In the copy, include no pictures, but reproduce every record exactly.

══ EXTRACTED MATERIAL ══

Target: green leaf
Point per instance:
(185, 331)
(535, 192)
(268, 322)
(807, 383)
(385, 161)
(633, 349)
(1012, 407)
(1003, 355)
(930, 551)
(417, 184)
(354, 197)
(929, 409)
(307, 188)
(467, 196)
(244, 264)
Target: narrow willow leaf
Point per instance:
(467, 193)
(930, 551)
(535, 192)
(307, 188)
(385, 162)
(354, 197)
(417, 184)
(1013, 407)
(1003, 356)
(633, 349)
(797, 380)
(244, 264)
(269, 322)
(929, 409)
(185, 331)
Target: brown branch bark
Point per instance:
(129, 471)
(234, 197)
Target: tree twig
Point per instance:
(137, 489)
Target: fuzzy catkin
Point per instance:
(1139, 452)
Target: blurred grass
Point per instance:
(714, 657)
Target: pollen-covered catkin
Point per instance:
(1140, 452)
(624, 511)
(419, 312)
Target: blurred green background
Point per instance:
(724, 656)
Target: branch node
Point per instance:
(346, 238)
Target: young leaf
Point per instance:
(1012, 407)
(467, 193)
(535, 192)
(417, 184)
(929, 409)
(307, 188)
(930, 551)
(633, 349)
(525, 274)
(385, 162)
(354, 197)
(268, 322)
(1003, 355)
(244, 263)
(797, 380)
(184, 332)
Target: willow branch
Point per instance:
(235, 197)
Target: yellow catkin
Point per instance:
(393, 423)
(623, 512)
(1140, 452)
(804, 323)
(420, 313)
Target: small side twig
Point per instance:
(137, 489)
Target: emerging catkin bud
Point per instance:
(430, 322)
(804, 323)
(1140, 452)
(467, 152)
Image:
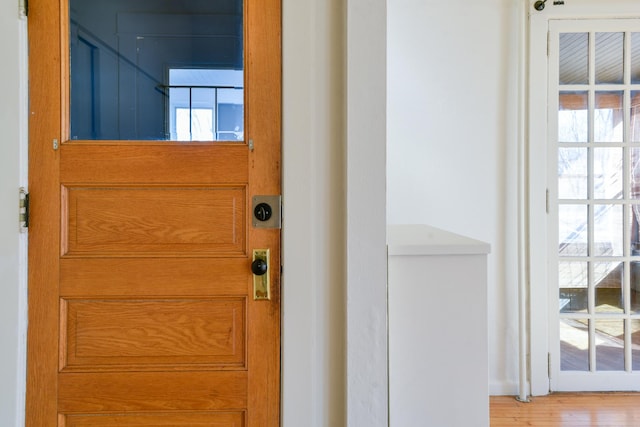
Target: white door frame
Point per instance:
(540, 296)
(316, 236)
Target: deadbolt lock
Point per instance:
(267, 211)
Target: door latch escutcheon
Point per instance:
(260, 269)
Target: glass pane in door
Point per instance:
(156, 71)
(598, 213)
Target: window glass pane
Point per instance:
(608, 117)
(635, 57)
(572, 230)
(573, 122)
(573, 280)
(607, 279)
(572, 173)
(635, 288)
(607, 230)
(609, 345)
(574, 54)
(574, 344)
(137, 72)
(635, 116)
(609, 57)
(607, 173)
(635, 341)
(634, 154)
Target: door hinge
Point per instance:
(23, 209)
(23, 8)
(547, 201)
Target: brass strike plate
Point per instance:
(261, 283)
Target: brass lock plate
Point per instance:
(261, 283)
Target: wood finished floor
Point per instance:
(568, 410)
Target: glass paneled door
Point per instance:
(594, 204)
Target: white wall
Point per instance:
(452, 142)
(11, 291)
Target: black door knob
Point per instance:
(259, 267)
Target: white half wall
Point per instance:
(452, 142)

═══

- _TASK RESULT_
Target: green leaf
Point per instance:
(185, 331)
(535, 192)
(268, 322)
(807, 383)
(385, 161)
(633, 349)
(1012, 407)
(1003, 355)
(930, 551)
(417, 184)
(354, 197)
(929, 409)
(307, 188)
(467, 196)
(244, 264)
Target: narrow willow leaf
Point per instance:
(467, 193)
(930, 551)
(535, 192)
(307, 188)
(385, 162)
(354, 197)
(417, 184)
(1013, 407)
(1003, 356)
(633, 349)
(797, 380)
(244, 264)
(269, 322)
(929, 409)
(185, 331)
Target: brown branch bark
Point per instance:
(129, 471)
(234, 197)
Target: tree twig
Point per instance:
(137, 489)
Target: fuzzy catkin
Point per instance:
(1139, 452)
Target: blurred grass
Point per instance:
(714, 657)
Target: pollen-covered catkin
Point per instance:
(1140, 452)
(624, 511)
(419, 312)
Target: blurred green background
Point per instance:
(724, 656)
Target: branch node
Point per instance:
(346, 238)
Target: young leaf
Point per instance:
(1012, 407)
(467, 193)
(535, 192)
(417, 184)
(929, 409)
(307, 188)
(930, 551)
(633, 349)
(525, 274)
(385, 162)
(354, 197)
(268, 322)
(1003, 355)
(244, 263)
(797, 380)
(184, 332)
Target: willow branch
Point per instance:
(235, 197)
Target: yellow catkin
Point per instance:
(393, 423)
(623, 512)
(1140, 452)
(804, 323)
(420, 313)
Target: small side twig
Point per instance:
(137, 489)
Target: emerging catkin bud
Point per instance:
(430, 322)
(804, 323)
(1140, 452)
(467, 152)
Image:
Target: white door frame
Point per instance:
(540, 296)
(316, 236)
Target: deadbolt lock
Point per instance:
(267, 211)
Target: door latch escutcheon
Point per instance:
(260, 269)
Target: glass pane in door
Point per instance:
(156, 71)
(598, 213)
Target: window glass pane
Point per instance:
(608, 117)
(635, 57)
(572, 230)
(573, 122)
(573, 280)
(607, 279)
(572, 173)
(635, 288)
(607, 230)
(609, 345)
(574, 54)
(574, 344)
(137, 72)
(635, 116)
(609, 57)
(607, 173)
(635, 341)
(634, 154)
Target: door hinge
Point per instance:
(23, 209)
(23, 8)
(547, 201)
Target: brass strike plate
Point per instance:
(261, 283)
Target: brass lock plate
Point per instance:
(261, 283)
Target: wood finished floor
Point per instance:
(568, 410)
Target: glass paneled door
Point per instance:
(594, 204)
Target: white wall
Point per instance:
(452, 142)
(11, 291)
Target: black door knob
Point per instance:
(259, 267)
Target: white half wall
Point per instance:
(452, 142)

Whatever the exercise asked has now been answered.